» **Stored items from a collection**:
====================

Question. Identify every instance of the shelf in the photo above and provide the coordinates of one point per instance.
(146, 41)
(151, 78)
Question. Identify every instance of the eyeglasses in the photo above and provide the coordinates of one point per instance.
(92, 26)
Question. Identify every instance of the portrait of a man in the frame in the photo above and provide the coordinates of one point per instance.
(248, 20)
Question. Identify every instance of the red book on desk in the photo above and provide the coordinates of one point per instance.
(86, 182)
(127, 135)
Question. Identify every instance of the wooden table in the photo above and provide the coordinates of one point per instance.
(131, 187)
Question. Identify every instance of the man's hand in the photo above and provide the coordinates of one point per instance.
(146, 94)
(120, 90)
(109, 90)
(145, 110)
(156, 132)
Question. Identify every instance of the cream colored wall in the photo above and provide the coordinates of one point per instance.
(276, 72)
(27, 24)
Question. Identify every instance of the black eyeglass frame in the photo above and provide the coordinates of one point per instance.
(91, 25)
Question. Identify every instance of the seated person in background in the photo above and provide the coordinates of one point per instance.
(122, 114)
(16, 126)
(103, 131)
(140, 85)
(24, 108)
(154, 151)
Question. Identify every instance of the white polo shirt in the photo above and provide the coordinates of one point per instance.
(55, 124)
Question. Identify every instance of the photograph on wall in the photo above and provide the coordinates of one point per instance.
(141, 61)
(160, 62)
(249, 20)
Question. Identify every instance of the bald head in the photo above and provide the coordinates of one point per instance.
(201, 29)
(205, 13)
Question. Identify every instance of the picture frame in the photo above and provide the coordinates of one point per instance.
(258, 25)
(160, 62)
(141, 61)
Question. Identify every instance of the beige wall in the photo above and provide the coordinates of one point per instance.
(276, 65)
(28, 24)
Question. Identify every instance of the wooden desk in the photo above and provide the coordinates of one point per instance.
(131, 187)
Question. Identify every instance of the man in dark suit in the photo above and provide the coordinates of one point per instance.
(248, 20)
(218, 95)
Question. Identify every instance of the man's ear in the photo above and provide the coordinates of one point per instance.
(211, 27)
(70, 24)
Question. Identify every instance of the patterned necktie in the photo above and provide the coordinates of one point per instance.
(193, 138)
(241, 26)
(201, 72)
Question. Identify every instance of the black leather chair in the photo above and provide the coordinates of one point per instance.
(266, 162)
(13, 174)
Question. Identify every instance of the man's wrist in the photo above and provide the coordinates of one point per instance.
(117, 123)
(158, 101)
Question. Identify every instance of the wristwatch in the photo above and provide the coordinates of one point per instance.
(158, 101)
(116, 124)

====================

» **About this exercise**:
Each record must be repeated exactly as it is.

» **Answer box**:
Question. Identify every instance of the shelf in the photo above and provide the coordinates of one point per instance.
(146, 41)
(151, 78)
Question. Identify every instance of the eyeglasses in the photo above and provide the coordinates of one point per instance.
(92, 26)
Question. Identify every instance of the portrait of a man in the frame in the photo above and provide the coordinates of one point per instance.
(248, 20)
Question. Identify every instance of the red book on desk in the photo above and provide the coordinates of one point per instance.
(86, 182)
(127, 135)
Question. Identify every instance of the wooden table in the photo above and provide the coordinates of one point per instance.
(131, 187)
Question. Identify every instance of the man's hand in the photo above and provide the coordinates of one point per instance.
(146, 94)
(120, 90)
(109, 90)
(145, 110)
(156, 132)
Question. Identify every instance of the cream colored wall in the photo above and provide the coordinates of one point per instance.
(276, 72)
(27, 24)
Question. Identify every instance of the black eyeglass frame in the photo above and provide the coordinates of one point per instance.
(91, 25)
Question. Identify every instance of the seated person in background in the photo above and provide the coordinates of one point per instance.
(122, 114)
(16, 126)
(103, 131)
(140, 85)
(24, 108)
(154, 151)
Question. Identify every instance of the white polo shirt in the photo above and provide the coordinates of one point per instance.
(55, 124)
Question. Identify every instance of the photograph on wall in the photo above and provide the coordinates of one point per instance.
(141, 61)
(160, 62)
(249, 20)
Question. Identify every instance of the bald head in the photo above and provide the coordinates of one point per instance.
(201, 29)
(205, 13)
Question. Identify every instance of the picture frame in the photo above and provide the coordinates of one point per instance.
(258, 25)
(160, 62)
(141, 61)
Question. Identify every instance of the beige wall in the photo above and provide the coordinates of one point per instance.
(276, 65)
(28, 24)
Question. Identify every instance of the wooden desk in the photo above and provide the coordinates of one point per instance.
(131, 187)
Question. Identify every instance of the man in dark suit in the photo above and provide the coordinates of one point per instance.
(248, 20)
(218, 95)
Question. Identify every instance of the man's ear in the photo above and provide the coordinates of one point per instance.
(211, 27)
(70, 24)
Question. Identify every instance of the patterned necktie in the photo above and provide the coordinates of one point per instance.
(193, 138)
(241, 26)
(201, 72)
Question. Identify every instance of the black leather chair in the photo above and provide the coordinates of one point per instance.
(266, 162)
(13, 174)
Question. Identify every instance of the man's wrist in the photo above and provide the coordinates of one point per instance.
(117, 123)
(158, 101)
Question. Identify every instance of the wristwatch in the photo above and provide the coordinates of one point per instance.
(158, 101)
(116, 124)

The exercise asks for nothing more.